───── Testo fornito ─────

Oggi 23 giugno è la giornata mondiale dei servizi pubblici sancita dall’ONU nel 2002 per celebrare il loro fondamentale ruolo per i diritti e la coesione sociale.
Ma le politiche neoliberiste degli ultimi 20 anni non solo non ne hanno sostenuto l’estensione, ma li hanno colpiti con tagli alle strutture e al personale che li hanno gravemente impoveriti e reso difficile il loro funzionamento indispensabile per la salute e la vita delle persone.
Le conseguenze si sono viste nell’incapacità delle economie più potenti del mondo di far fronte alla tragedia del covid con le note drammatiche conseguenze in termini di sofferenze e vite perdute.
Nonostante questo è solo grazie a ciò che di pubblico è rimasto e al profondo senso dell’etica pubblica dei lavoratori e lavoratrici della sanità, della scuola, dei servizi che si sono evitate conseguenze più gravi.
È risultata evidente a tutte e tutti la necessità di un rafforzamento del pubblico, specie in Italia dove le politiche di austerità e le privatizzazioni hanno colpito più duramente strutture e organici sottodimensionati al punto che servono 1 milione di dipendenti per stare almeno nella media europea.
Ora bisogna evitare il rischio, trascorsa la retorica degli “eroi” che prevalgano di nuovo gli interessi, le logiche e i vincoli che negli ultimi vent’anni hanno impoverito il pubblico e l’economia italiana.
Quelli nei quali l’obiettivo di spostare la ricchezza verso i profitti e le rendite tagliando la spesa pubblica, i salari e le pensioni veniva mascherato con la bugia della scarsità propagandata a reti unificata col mantra “i soldi non ci sono”

─────

● **Domande sul materiale**:
(A) Nel testo sui servizi pubblici, riscrivi in forma più breve il paragrafo che comincia con "È risultata evidente", mantenendo i fatti principali.
(B) Scrivi il seguito del testo sui servizi pubblici, ripartendo dal punto in cui si ferma.
Il materiale che segue non è necessario.

───── Informazioni fornite ─────

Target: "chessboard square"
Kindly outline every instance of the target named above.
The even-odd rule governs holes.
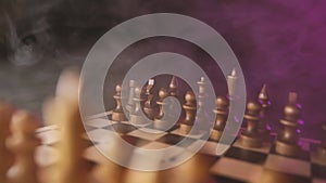
[[[325,179],[315,178],[315,179],[313,179],[312,183],[326,183],[326,180]]]
[[[239,181],[239,180],[227,178],[227,177],[223,177],[223,175],[214,175],[213,179],[216,182],[224,182],[224,183],[246,183],[243,181]]]
[[[233,146],[243,148],[243,149],[249,149],[249,151],[252,151],[252,152],[263,153],[263,154],[268,154],[271,152],[271,148],[272,148],[271,143],[263,143],[263,146],[259,147],[259,148],[246,147],[240,143],[239,139],[234,143]]]
[[[275,182],[285,182],[285,183],[308,183],[311,182],[310,178],[304,178],[294,174],[288,174],[285,172],[278,172],[269,169],[264,169],[262,178],[259,181],[260,183],[275,183]]]
[[[204,136],[206,134],[206,132],[204,131],[199,131],[196,134],[183,134],[179,132],[179,129],[175,129],[173,131],[171,131],[172,134],[177,134],[177,135],[181,135],[181,136],[186,136],[186,138],[192,138],[192,139],[201,139],[202,136]]]
[[[239,159],[242,161],[263,165],[267,158],[266,154],[252,152],[249,149],[243,149],[239,147],[231,146],[225,154],[226,157]]]
[[[48,131],[37,133],[37,136],[42,141],[42,144],[52,145],[60,141],[60,131],[48,130]]]
[[[193,142],[196,142],[196,140],[193,140],[193,139],[185,138],[185,136],[180,136],[180,135],[172,134],[172,133],[165,134],[162,138],[158,139],[156,141],[167,143],[167,144],[171,144],[171,145],[178,145],[178,146],[181,146],[181,147],[187,147],[190,144],[192,144]]]
[[[259,182],[263,167],[246,161],[221,157],[210,170],[216,175],[223,175],[244,182]]]
[[[110,120],[108,119],[101,119],[101,118],[96,118],[96,119],[91,119],[91,120],[87,120],[85,122],[85,125],[90,126],[90,127],[95,127],[95,128],[103,128],[106,127],[111,123]]]
[[[141,148],[146,148],[146,149],[160,149],[160,148],[167,148],[170,147],[170,144],[165,144],[165,143],[161,143],[161,142],[150,142],[143,146],[141,146]]]
[[[110,142],[115,135],[117,134],[104,129],[97,129],[87,133],[88,139],[97,143]]]
[[[143,129],[137,129],[130,133],[128,133],[128,135],[131,135],[131,136],[136,136],[136,138],[139,138],[139,139],[145,139],[145,140],[149,140],[149,141],[155,141],[160,138],[162,138],[163,135],[165,135],[166,132],[158,132],[158,133],[151,133],[151,131],[148,131],[148,130],[143,130]]]
[[[278,154],[276,151],[275,151],[275,144],[271,147],[271,154],[273,155],[277,155],[277,156],[285,156],[285,157],[288,157],[288,158],[293,158],[293,159],[300,159],[300,160],[304,160],[304,161],[310,161],[310,152],[306,152],[306,151],[300,151],[300,154],[297,155],[297,156],[286,156],[286,155],[280,155]]]
[[[137,146],[137,147],[141,147],[141,146],[150,143],[150,141],[139,139],[139,138],[136,138],[136,136],[130,136],[130,135],[122,135],[121,138],[123,140],[125,140],[127,143],[129,143],[130,145],[134,145],[134,146]]]
[[[271,170],[285,172],[289,174],[297,174],[301,177],[311,175],[310,161],[303,161],[300,159],[288,158],[280,155],[268,155],[265,162],[265,168]]]
[[[319,178],[326,180],[326,166],[312,164],[311,173],[313,178]]]
[[[134,127],[129,123],[122,123],[122,122],[113,123],[112,126],[104,127],[104,129],[114,131],[120,134],[127,134],[131,131],[137,130],[136,127]]]

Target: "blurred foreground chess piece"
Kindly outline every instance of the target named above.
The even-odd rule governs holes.
[[[261,105],[258,102],[250,101],[247,104],[244,119],[247,128],[240,135],[240,143],[244,147],[259,148],[263,145],[262,136],[258,131],[258,122],[260,120]]]
[[[115,95],[113,96],[116,103],[115,108],[112,112],[112,120],[113,121],[127,121],[126,115],[124,113],[123,106],[122,106],[122,87],[121,84],[117,84],[115,87]]]
[[[179,132],[181,134],[188,134],[191,131],[197,112],[196,96],[192,91],[187,91],[185,95],[185,101],[186,103],[183,105],[183,108],[186,113],[186,117],[184,120],[181,120],[179,129]],[[193,131],[193,133],[196,133],[196,131]]]
[[[13,114],[7,147],[15,155],[15,160],[7,173],[9,183],[38,183],[35,152],[41,142],[36,138],[37,128],[39,121],[26,110]]]
[[[276,153],[285,156],[299,156],[301,148],[298,145],[299,133],[298,127],[302,123],[300,119],[301,107],[297,103],[298,94],[289,93],[289,103],[284,107],[284,118],[280,123],[284,130],[278,134],[276,140]]]
[[[87,183],[87,165],[82,157],[86,144],[82,140],[85,133],[78,107],[79,71],[65,69],[59,79],[53,100],[52,116],[60,128],[58,144],[59,160],[51,167],[52,183]],[[73,86],[65,88],[66,86]]]
[[[215,103],[216,109],[213,112],[216,114],[216,120],[214,128],[211,131],[211,140],[218,142],[225,129],[228,117],[228,100],[225,96],[217,96]]]
[[[267,109],[271,106],[269,96],[267,93],[267,84],[264,84],[261,92],[259,93],[259,103],[262,105],[260,116],[261,119],[258,123],[258,130],[264,141],[267,141],[271,134],[271,128],[267,125]]]
[[[317,158],[326,165],[326,123],[323,125],[323,139],[317,148]]]
[[[166,115],[167,103],[164,101],[168,96],[168,92],[165,88],[161,88],[159,91],[159,100],[156,104],[159,106],[159,114],[154,117],[154,128],[165,130],[168,126],[168,121],[163,120]]]
[[[5,139],[10,134],[10,120],[13,113],[14,108],[10,104],[0,101],[0,182],[5,182],[7,171],[13,162],[13,156],[5,147]]]
[[[136,87],[135,88],[135,95],[134,95],[134,107],[130,112],[130,119],[129,122],[134,126],[145,126],[148,125],[149,120],[145,118],[142,115],[141,104],[145,102],[143,95],[141,95],[141,89]]]
[[[170,96],[176,96],[177,97],[177,95],[178,95],[177,87],[178,87],[177,78],[176,78],[176,76],[172,76],[171,82],[168,84],[168,95]]]
[[[150,120],[154,120],[155,112],[156,112],[155,110],[155,105],[154,105],[154,102],[153,102],[154,95],[151,93],[151,90],[152,90],[153,87],[154,87],[154,80],[150,79],[148,81],[147,87],[146,87],[147,100],[143,104],[143,112]]]

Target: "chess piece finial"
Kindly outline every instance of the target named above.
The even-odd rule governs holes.
[[[8,170],[10,183],[37,183],[37,165],[35,151],[40,145],[35,131],[39,122],[35,116],[26,110],[17,110],[11,120],[11,136],[7,140],[8,148],[15,154],[15,161]]]
[[[177,96],[177,87],[178,87],[178,81],[176,76],[172,76],[171,82],[168,84],[168,93],[171,96]]]
[[[213,113],[216,114],[216,120],[210,138],[211,140],[220,141],[227,121],[229,103],[225,96],[217,96],[215,104],[216,109],[214,109]]]
[[[186,117],[180,123],[179,132],[183,134],[188,134],[195,123],[197,110],[196,96],[192,91],[187,91],[185,101],[186,103],[183,105],[183,108],[186,113]]]
[[[240,135],[240,143],[246,147],[258,148],[263,145],[262,138],[258,131],[261,108],[261,104],[255,101],[250,101],[247,103],[244,115],[247,128]]]
[[[290,92],[289,102],[284,107],[284,118],[280,119],[284,130],[278,134],[276,140],[275,151],[286,156],[298,156],[301,152],[298,144],[298,128],[303,122],[300,119],[301,106],[297,104],[297,100],[298,94]]]
[[[3,157],[0,164],[0,182],[5,182],[7,171],[13,162],[13,156],[5,147],[5,139],[10,134],[9,127],[13,113],[13,106],[3,101],[0,101],[0,157]]]
[[[128,120],[126,118],[126,115],[125,115],[123,106],[122,106],[122,87],[121,87],[121,84],[116,84],[115,95],[113,96],[113,99],[115,100],[116,106],[112,112],[111,119],[113,121],[126,121],[126,120]]]

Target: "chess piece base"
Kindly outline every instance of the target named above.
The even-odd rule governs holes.
[[[297,144],[288,144],[278,140],[275,144],[275,151],[280,155],[296,157],[300,154],[300,146]]]
[[[188,134],[191,131],[192,126],[187,126],[185,123],[180,123],[179,133]]]
[[[221,139],[221,136],[222,136],[222,133],[223,133],[223,131],[218,131],[218,130],[212,129],[211,130],[210,139],[218,142],[220,139]]]
[[[260,136],[251,136],[248,134],[240,135],[240,144],[244,147],[259,148],[263,146],[263,141]]]
[[[111,120],[113,121],[127,121],[126,115],[123,112],[114,112],[112,113]]]
[[[150,123],[150,120],[139,115],[130,115],[129,122],[136,127],[145,127]]]

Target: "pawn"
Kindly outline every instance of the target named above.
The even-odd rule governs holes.
[[[271,101],[267,93],[267,86],[264,84],[261,92],[259,93],[259,102],[262,105],[262,109],[260,112],[261,120],[259,121],[258,129],[260,134],[263,136],[264,140],[267,140],[271,133],[268,125],[266,122],[266,114],[267,109],[271,106]]]
[[[130,113],[130,123],[135,126],[146,126],[149,123],[149,120],[147,120],[142,114],[141,103],[143,103],[145,99],[141,95],[141,89],[136,87],[134,92],[134,107]]]
[[[0,157],[5,157],[1,158],[0,182],[5,182],[7,171],[13,161],[12,154],[5,147],[5,139],[10,134],[9,126],[13,112],[14,109],[10,104],[0,102]]]
[[[186,113],[185,119],[180,123],[179,132],[181,134],[188,134],[191,131],[191,128],[196,119],[196,96],[192,91],[188,91],[185,95],[186,103],[183,105],[183,108]]]
[[[159,106],[159,114],[154,117],[154,128],[160,130],[167,130],[168,121],[163,120],[164,115],[166,115],[167,103],[164,101],[168,96],[168,92],[165,88],[161,88],[159,91],[159,100],[156,104]]]
[[[170,96],[177,96],[177,87],[178,87],[178,81],[175,76],[172,77],[171,82],[168,84],[168,95]]]
[[[299,117],[301,114],[300,105],[297,104],[298,94],[291,92],[289,94],[289,103],[284,107],[284,118],[280,123],[284,130],[277,135],[275,151],[285,156],[298,156],[300,154],[300,146],[298,145],[299,122],[302,122]]]
[[[39,127],[38,120],[25,110],[13,114],[11,121],[12,135],[7,140],[8,148],[15,155],[13,166],[8,170],[10,183],[37,183],[37,165],[35,151],[40,145],[35,131]]]
[[[216,114],[216,120],[210,138],[220,141],[228,117],[228,100],[225,96],[217,96],[215,103],[216,109],[213,112]]]
[[[111,119],[113,121],[126,121],[127,120],[126,115],[124,114],[123,106],[122,106],[121,91],[122,91],[121,84],[117,84],[115,87],[115,95],[113,96],[114,100],[116,101],[116,107],[113,109],[112,117],[111,117]]]
[[[323,125],[323,140],[321,145],[317,148],[317,158],[326,164],[326,123]]]
[[[261,147],[263,145],[262,138],[258,131],[258,122],[260,120],[261,105],[258,102],[250,101],[247,104],[244,119],[247,128],[240,135],[240,143],[244,147]]]

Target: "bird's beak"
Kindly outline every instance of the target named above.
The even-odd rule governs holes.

─────

● **Ecco le risposte**:
(A) Tutti hanno capito che il settore pubblico va rafforzato, soprattutto in Italia. Qui austerità e privatizzazioni hanno colpito più duramente strutture e personale già sottodimensionati: per arrivare almeno alla media europea servono 1 milione di dipendenti.

(B)
Oggi i fondi europei mostrano la falsità di quella solfa, da noi sempre denunciata. I soldi ci sono e altri se ne potrebbero ricavare da un fisco più giusto, ma, come dimostra il recovery plan non vengono utilizzati per un potenziamento strutturale del pubblico per il quale sarebbe indispensabile un grande piano di assunzioni, di riqualificazione e valorizzazione del personale. Non solo non si vuole assumere il personale necessario, ma anche sul fronte dei salari, tra i più bassi d’Europa, l’atteggiamento del governo è di chiusura rispetto alle legittime richieste.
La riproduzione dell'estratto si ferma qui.